REQUIRED WORK:
Repeat the full listing below verbatim and keep the images out.

RECORD LIST:
------------------------------------
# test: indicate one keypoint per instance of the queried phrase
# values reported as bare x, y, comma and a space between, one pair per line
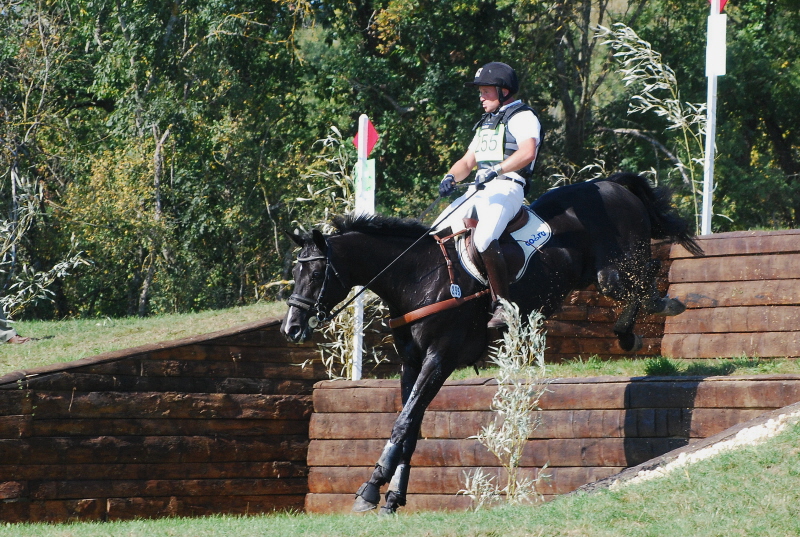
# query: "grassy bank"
749, 491
65, 341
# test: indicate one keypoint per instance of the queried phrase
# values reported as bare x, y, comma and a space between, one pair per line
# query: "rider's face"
490, 100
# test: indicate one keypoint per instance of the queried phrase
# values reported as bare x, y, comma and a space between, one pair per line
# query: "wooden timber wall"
214, 424
743, 298
591, 429
584, 326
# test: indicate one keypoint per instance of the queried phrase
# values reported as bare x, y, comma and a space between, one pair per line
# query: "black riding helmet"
497, 74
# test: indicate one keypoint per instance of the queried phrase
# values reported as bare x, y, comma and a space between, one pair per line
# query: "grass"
748, 491
68, 340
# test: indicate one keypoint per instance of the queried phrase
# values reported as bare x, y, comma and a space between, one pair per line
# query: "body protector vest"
496, 144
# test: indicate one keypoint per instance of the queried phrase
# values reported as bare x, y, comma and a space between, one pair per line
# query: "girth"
436, 307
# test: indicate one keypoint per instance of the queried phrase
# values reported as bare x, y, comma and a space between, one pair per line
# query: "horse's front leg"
395, 462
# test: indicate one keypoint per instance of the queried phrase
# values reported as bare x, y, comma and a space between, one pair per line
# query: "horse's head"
317, 287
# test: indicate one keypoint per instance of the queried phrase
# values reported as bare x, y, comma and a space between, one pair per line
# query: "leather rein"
318, 313
444, 305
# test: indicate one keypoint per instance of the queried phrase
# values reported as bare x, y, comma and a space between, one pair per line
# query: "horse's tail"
665, 223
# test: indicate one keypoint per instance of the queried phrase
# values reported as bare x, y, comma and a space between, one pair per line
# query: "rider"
504, 147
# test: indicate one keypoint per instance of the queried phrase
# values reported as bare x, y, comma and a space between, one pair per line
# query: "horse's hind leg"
632, 287
623, 329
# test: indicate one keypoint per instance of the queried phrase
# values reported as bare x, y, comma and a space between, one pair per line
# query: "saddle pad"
529, 238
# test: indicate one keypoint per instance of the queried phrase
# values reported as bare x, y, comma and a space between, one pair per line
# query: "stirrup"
498, 319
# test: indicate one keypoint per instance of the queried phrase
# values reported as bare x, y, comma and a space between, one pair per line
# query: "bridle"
317, 313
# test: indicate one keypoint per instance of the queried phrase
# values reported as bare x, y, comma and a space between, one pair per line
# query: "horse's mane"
375, 224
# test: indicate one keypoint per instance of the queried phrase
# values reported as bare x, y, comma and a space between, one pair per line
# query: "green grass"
65, 341
657, 366
68, 340
749, 491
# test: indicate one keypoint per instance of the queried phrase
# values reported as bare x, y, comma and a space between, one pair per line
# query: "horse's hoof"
672, 307
630, 342
367, 498
361, 505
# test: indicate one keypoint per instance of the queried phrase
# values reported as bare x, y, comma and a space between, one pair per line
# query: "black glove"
447, 186
485, 175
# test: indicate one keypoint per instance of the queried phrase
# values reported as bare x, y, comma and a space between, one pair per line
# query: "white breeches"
495, 206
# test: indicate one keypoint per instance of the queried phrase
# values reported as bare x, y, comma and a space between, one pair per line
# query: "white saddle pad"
530, 237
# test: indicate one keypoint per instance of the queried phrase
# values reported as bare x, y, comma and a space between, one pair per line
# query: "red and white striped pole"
715, 66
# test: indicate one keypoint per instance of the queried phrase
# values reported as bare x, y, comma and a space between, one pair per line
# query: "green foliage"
660, 366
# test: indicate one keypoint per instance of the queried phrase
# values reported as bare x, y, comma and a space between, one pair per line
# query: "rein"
322, 316
444, 305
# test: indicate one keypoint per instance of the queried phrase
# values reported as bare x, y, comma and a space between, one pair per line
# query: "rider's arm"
520, 158
463, 167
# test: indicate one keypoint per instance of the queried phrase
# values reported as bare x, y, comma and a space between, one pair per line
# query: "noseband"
316, 311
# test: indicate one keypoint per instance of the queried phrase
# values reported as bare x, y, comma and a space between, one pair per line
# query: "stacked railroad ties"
743, 300
214, 424
220, 423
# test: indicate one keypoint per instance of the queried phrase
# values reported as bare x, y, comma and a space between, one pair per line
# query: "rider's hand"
487, 174
447, 186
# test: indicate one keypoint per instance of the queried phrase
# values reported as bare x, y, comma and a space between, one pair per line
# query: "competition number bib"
490, 144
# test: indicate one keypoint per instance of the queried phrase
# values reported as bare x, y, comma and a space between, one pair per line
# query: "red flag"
372, 137
721, 4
------------------------------------
ANSWER TO THIS PROBLEM:
# test: indicate one keypoint per instance of the queried phrase
# values reported as bare x, y, comma and a space between, one pair per line
# query: "grassy bank"
749, 491
65, 341
# test: indicate one keypoint per instance of the queried phrase
# values reported as bare x, y, comma and a space between, one pair per line
# query: "rider's face"
490, 100
# test: indicate one keypoint per instance of the queried phrase
# values reported as bare x, y, comma and a space between, one pair per line
# query: "wooden timber wall"
214, 424
743, 298
591, 429
584, 326
# test: indicate one keypoint per instance of the queried phrase
# values reported as bare x, y, comma and a space between, one pair per line
# query: "black riding helmet"
497, 74
# test: indicate one keypoint per instance of the queried phrase
# values reported as bare x, y, comma and a space between, one pair per line
# query: "grass"
748, 491
68, 340
# test: indicate one keypoint per instance of the queried phrase
# values reported as bare x, y, comma and a space between, one pair per line
# query: "body protector vest"
496, 144
# test: indicate one keypoint per instance of the queried phrase
# values reported as bare x, y, comma and a space between, one pair per line
# query: "girth"
436, 307
# test: indicate one keypoint per instance of the queried phrase
# values reported as bare x, y, comma and a space between, one pair per line
# query: "horse's front leg"
395, 462
# test: indicate one keypoint per instance of the queried phrase
# values reported as bare x, y, comma and a space between, one pair per line
# query: "horse's head"
317, 287
# test: indicate one keypoint per instance of the queried phrase
# values reported as bare x, y, comma and a space between, one pair per line
# query: "leather rein"
318, 313
444, 305
# test: indicate one keypoint per instance of the queried phrase
# values reported as bare x, y, comma and a space between, one pair per line
# query: "horse's tail"
665, 223
# test: indicate one keypoint per instance of the queried phrase
# values reported as bare x, y, comma and a space between, one pair per line
# query: "rider"
504, 147
# test: indicate one keypoint per instance of the queried phrase
# values reported as bare x, y, comma and a space between, one pair per line
# query: "horse's hind leg"
632, 287
623, 329
# test: indicate one keypoint per instance of the queried phrase
# values reported as bare x, y, comma and a space between, one pair per line
# query: "saddle pad"
529, 238
# test: indicate one keypoint per instance of the queried phrase
# values reported as bare x, y, comma and a space between, one pair per line
# query: "stirrup"
498, 319
# test: indicate one keypoint per instance of the queried phrase
# values reported as bare x, y, comma and a space between, one pair per line
# query: "bridle"
317, 313
# test: indicate one keypoint per instance of the queried phrase
# values reported as bare x, y, comma and a space between, one pair per line
# query: "horse's mane"
375, 224
# test: indicate one keypoint per instance of the queried phrase
# values reported as bare x, y, comma and a space between, one pair per line
# query: "green grass"
65, 341
657, 366
68, 340
749, 491
# test: indicate one keypoint per instance of the queried phrase
# values reported as bare x, y, comma and a space between, one pair per line
# query: "horse's hoof"
672, 307
630, 342
367, 498
361, 505
# test: indicate one keypoint per instance of the queried phrase
# values reported as bare x, y, comma and a space between, one pair per line
# query: "black glove"
447, 186
485, 175
# test: indicate one keypoint per instance of the queried phrase
# values reported as bare x, y, comma and a space between, one pair per line
# query: "white breeches"
495, 206
# test: indicate one keypoint per instance of the queried phrase
# values reported as bare x, y, comma and a space between, one pair per line
# query: "white saddle pad"
530, 237
# test: indicate one keypoint per instance of the queried phrase
# values reported as bare x, y, comma and a space between, one pair per line
# query: "red and white striped pole"
715, 66
# test: indicate one keypoint per instance of the queried phrase
# values reported as bare x, y, comma and a space between, one pair per line
# query: "green foliage"
660, 366
# test: indicate one keypoint per instance of the queried phrase
# values reported as bare x, y, comma and a space between, one pair per line
# query: "rein"
322, 316
444, 305
# test: indicate one keypoint per instance of the queried phrase
# values reported as bare x, y, comma and a space between, one pair per line
# query: "rider's arm"
520, 158
463, 167
# test: indicate one keypoint per instance of the queried phrase
# values reported as bare x, y, comma and a space between, one pair per line
# query: "noseband"
316, 311
# test: indicate one keypoint per instance of the queried phrase
# values reported as bare x, y, comma and a space between, one pair per line
# query: "stacked railroad ties"
743, 300
214, 424
220, 423
# test: indicate one keypoint per instance of the queried phrase
# values reported as bare x, y, comma and a space between, one pair per line
# query: "rider's hand"
487, 174
447, 186
# test: indicate one keypoint per instance of the queried phrase
# values reported as bare x, y, comma and a space between, one pair per line
# query: "competition number bib"
490, 144
# test: indicate one keypoint per instance of the queried phrase
# values reported as bare x, y, comma and a space between, one pair per line
# query: "red flag"
372, 137
721, 4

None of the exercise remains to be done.